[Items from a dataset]
------
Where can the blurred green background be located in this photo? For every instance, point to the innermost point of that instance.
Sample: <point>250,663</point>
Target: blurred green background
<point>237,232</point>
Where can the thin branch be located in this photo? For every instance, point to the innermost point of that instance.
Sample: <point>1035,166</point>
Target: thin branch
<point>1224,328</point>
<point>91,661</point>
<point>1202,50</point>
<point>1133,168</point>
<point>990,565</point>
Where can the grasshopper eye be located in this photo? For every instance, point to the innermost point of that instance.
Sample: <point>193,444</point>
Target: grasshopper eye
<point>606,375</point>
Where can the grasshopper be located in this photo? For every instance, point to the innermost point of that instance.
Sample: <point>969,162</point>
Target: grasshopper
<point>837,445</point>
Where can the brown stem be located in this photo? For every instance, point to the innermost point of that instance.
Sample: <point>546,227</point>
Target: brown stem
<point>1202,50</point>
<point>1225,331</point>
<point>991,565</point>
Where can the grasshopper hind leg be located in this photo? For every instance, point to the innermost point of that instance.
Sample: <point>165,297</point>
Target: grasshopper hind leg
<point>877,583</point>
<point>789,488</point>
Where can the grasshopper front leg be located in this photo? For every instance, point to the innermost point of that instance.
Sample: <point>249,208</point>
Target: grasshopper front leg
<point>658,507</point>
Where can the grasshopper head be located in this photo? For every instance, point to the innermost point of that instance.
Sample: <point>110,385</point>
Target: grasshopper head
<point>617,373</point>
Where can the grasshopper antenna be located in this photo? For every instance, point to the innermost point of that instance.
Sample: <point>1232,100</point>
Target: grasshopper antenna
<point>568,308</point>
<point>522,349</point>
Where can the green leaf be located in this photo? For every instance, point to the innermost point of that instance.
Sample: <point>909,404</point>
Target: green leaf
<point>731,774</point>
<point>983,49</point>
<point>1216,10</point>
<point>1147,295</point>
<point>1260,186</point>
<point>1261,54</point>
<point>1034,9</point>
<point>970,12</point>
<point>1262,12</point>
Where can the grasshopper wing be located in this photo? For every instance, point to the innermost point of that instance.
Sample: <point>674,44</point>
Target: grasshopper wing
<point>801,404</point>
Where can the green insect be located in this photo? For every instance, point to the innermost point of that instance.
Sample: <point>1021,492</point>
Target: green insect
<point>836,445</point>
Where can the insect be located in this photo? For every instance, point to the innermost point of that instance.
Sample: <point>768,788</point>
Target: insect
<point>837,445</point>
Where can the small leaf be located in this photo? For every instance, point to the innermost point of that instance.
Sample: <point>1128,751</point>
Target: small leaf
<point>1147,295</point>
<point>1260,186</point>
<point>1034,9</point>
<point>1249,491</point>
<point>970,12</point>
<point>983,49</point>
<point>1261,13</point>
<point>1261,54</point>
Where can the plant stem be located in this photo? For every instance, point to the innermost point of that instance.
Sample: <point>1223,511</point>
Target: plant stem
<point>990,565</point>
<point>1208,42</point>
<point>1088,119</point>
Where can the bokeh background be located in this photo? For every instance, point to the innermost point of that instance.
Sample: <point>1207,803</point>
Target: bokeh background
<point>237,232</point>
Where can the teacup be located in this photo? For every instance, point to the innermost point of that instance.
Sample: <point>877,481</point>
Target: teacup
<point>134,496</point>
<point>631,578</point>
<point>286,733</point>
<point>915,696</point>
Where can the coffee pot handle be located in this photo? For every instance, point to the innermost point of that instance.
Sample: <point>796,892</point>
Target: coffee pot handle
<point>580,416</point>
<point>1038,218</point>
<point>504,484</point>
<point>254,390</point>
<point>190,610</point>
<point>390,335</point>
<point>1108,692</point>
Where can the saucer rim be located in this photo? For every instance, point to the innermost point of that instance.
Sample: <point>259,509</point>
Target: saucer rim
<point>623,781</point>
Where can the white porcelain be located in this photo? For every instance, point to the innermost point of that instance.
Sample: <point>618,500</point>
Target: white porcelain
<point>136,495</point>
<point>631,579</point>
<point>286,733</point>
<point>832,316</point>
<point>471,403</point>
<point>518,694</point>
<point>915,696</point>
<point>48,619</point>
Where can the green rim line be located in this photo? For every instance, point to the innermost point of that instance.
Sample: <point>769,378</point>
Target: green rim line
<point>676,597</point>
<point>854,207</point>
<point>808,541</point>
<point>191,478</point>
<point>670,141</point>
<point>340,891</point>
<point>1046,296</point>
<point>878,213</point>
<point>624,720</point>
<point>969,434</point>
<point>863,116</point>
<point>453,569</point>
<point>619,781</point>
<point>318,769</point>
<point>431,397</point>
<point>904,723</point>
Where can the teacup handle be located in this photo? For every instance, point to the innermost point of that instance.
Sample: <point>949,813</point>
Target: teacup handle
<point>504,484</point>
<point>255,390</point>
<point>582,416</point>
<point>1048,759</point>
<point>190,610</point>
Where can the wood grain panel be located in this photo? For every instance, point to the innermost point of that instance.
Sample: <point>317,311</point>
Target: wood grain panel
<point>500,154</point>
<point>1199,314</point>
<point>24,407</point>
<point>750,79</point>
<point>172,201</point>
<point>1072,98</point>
------
EXERCISE DESCRIPTION =>
Set down the entries verbatim, leaving none out.

RESULT =>
Where can the blurred green background be located in this photo? For every instance, point to the innermost point of that instance.
Sample: <point>250,663</point>
Target: blurred green background
<point>237,232</point>
Where can the thin branch be located in this photo? For every instance, point to the innermost point of that instance.
Sample: <point>1035,166</point>
Target: thin branch
<point>1224,328</point>
<point>91,661</point>
<point>1202,50</point>
<point>1133,168</point>
<point>990,565</point>
Where can the grasshopper eye be located in this photo? For every instance, point to the innermost point of that instance.
Sample: <point>193,444</point>
Target: grasshopper eye
<point>606,375</point>
Where can the grasshopper be located in this photo? For every instance, point to the innermost point of that instance.
Sample: <point>969,162</point>
Target: grasshopper
<point>837,445</point>
Where can the brown stem be located in this photo? For every instance, point to the innermost point of that instance.
Sample: <point>546,227</point>
Target: brown stem
<point>1202,50</point>
<point>1225,331</point>
<point>991,565</point>
Where can the grasshopper hind leg be located in this photo? For every instance, point to the innermost point of that instance.
Sample: <point>165,297</point>
Target: grasshopper hind leg
<point>877,583</point>
<point>789,488</point>
Where can the grasshopper front leg be located in this photo? For every instance, point to the innermost point of that instance.
Sample: <point>249,208</point>
Target: grasshopper front leg
<point>658,507</point>
Where can the grasshopper head be located in this photo? For every instance, point to the innermost point of that instance.
Sample: <point>110,385</point>
Target: grasshopper head
<point>617,373</point>
Where can the grasshopper antenna be located in this photo? For every instance, point to the innermost point of that instance.
Sample: <point>1232,100</point>
Target: grasshopper antenna
<point>568,308</point>
<point>522,349</point>
Where can the green leaf be located in this photo? For every instance, point to the innermost point of that instance.
Sample: <point>909,404</point>
Target: green leaf
<point>731,774</point>
<point>983,49</point>
<point>1216,10</point>
<point>1147,295</point>
<point>1260,186</point>
<point>1261,54</point>
<point>1034,9</point>
<point>970,12</point>
<point>1262,12</point>
Where can the grasshopper wing be located in this photo? For every instance, point to the innermost point of that instance.
Sample: <point>674,44</point>
Target: grasshopper wing
<point>801,404</point>
Where can the green insect be located in this photo? For every instance, point to the innermost point of that instance.
Sample: <point>1021,492</point>
Target: green insect
<point>836,445</point>
Where can the insect be located in this photo? For every instance, point to the innermost point of that instance.
Sample: <point>768,788</point>
Target: insect
<point>837,445</point>
Where can the small leaf be located in this photo? For every instance, point to the innermost point of that instance.
Sample: <point>1128,751</point>
Target: small leaf
<point>1147,295</point>
<point>1260,186</point>
<point>1034,9</point>
<point>1249,491</point>
<point>970,12</point>
<point>983,49</point>
<point>1261,13</point>
<point>1261,54</point>
Where can the plant stem be located in this photo? For every instance, point to the innermost point of that instance.
Sample: <point>1223,511</point>
Target: plant stem
<point>990,565</point>
<point>1208,42</point>
<point>1088,119</point>
Where can the bokeh background be located in this photo? For every instance, point to the innermost point of that instance.
Sample: <point>1207,803</point>
Target: bokeh background
<point>237,232</point>
Where can the teacup be located in this photo? For every instance, point to the innermost point of that instance.
Sample: <point>877,481</point>
Target: teacup
<point>134,496</point>
<point>631,578</point>
<point>286,733</point>
<point>915,696</point>
Where can the coffee pot handle be located in this photo? For every instance, point to the innermost point of that instance.
Sample: <point>796,892</point>
Target: coffee pot handle
<point>580,416</point>
<point>1038,218</point>
<point>504,484</point>
<point>254,390</point>
<point>190,610</point>
<point>390,335</point>
<point>1108,692</point>
Where can the saucer rim be located in this photo? For every instance, point to the innermost point of that instance.
Sample: <point>259,509</point>
Target: saucer rim
<point>623,781</point>
Where can the white porcelain be located in this photo? For every instance, point to the innermost point of that instance.
Sample: <point>618,500</point>
Target: white porcelain
<point>136,495</point>
<point>631,579</point>
<point>286,733</point>
<point>832,316</point>
<point>471,403</point>
<point>518,694</point>
<point>915,696</point>
<point>48,619</point>
Where can the green rim line be located in this photo? For every instance, point to the innermost point of that instance.
Sample: <point>769,378</point>
Target: green rim line
<point>676,597</point>
<point>854,207</point>
<point>808,541</point>
<point>191,478</point>
<point>670,141</point>
<point>340,891</point>
<point>1046,296</point>
<point>878,213</point>
<point>624,720</point>
<point>969,434</point>
<point>863,116</point>
<point>453,569</point>
<point>619,781</point>
<point>318,769</point>
<point>431,397</point>
<point>904,723</point>
Where can the teacup handle be located in this photo? For every instance, point to the innermost point of that instance.
Sample: <point>949,813</point>
Target: teacup handle
<point>504,484</point>
<point>255,390</point>
<point>582,416</point>
<point>1048,759</point>
<point>190,610</point>
Where can the wood grain panel be located in this photo? For every instance, point to the innermost point of that instance.
Sample: <point>317,311</point>
Target: wood grain panel
<point>500,154</point>
<point>1199,314</point>
<point>24,407</point>
<point>750,79</point>
<point>172,201</point>
<point>1072,98</point>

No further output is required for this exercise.